* _WHAT YOU HAVE TO DO_: Return every line of the entries below unchanged, character for character.

Dataset excerpt:
--------------------------------------------------

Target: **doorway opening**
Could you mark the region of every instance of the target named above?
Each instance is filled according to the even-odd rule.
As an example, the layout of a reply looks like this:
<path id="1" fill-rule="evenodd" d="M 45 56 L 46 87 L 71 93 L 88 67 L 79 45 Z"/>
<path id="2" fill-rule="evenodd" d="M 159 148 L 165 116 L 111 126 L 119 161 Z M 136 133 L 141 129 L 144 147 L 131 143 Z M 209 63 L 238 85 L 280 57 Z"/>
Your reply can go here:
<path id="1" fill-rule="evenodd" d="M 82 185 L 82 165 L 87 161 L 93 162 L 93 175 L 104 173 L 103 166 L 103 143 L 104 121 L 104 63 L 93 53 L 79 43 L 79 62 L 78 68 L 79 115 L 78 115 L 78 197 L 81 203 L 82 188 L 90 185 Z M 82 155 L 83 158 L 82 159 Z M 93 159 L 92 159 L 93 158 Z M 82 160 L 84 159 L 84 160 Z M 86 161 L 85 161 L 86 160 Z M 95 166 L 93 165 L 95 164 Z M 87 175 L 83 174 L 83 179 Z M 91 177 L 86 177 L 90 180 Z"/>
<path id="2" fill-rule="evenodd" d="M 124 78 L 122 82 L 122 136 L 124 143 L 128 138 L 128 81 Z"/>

--------------------------------------------------

* _WRITTEN SOLUTION_:
Target: **doorway opening**
Could you mark the region of every instance of the target named above?
Each instance is filled according to the even-odd rule.
As an example, the layout of a reply looks like this:
<path id="1" fill-rule="evenodd" d="M 45 56 L 46 87 L 71 93 L 88 67 L 79 45 Z"/>
<path id="2" fill-rule="evenodd" d="M 159 148 L 165 116 L 111 126 L 119 161 Z M 136 133 L 141 129 L 144 147 L 131 143 Z M 209 63 L 238 85 L 280 57 Z"/>
Your reply can go here:
<path id="1" fill-rule="evenodd" d="M 82 185 L 82 165 L 87 161 L 93 162 L 93 175 L 104 173 L 103 166 L 103 143 L 104 121 L 104 63 L 93 53 L 79 43 L 79 62 L 78 68 L 79 115 L 78 115 L 78 197 L 81 203 L 82 188 L 90 185 Z M 82 155 L 83 158 L 82 159 Z M 93 159 L 92 159 L 93 158 Z M 82 160 L 84 159 L 84 160 Z M 86 161 L 85 161 L 86 160 Z M 95 166 L 93 165 L 95 164 Z M 87 175 L 83 174 L 83 179 Z M 91 177 L 86 177 L 90 180 Z"/>
<path id="2" fill-rule="evenodd" d="M 124 78 L 122 82 L 122 136 L 124 143 L 128 138 L 128 81 Z"/>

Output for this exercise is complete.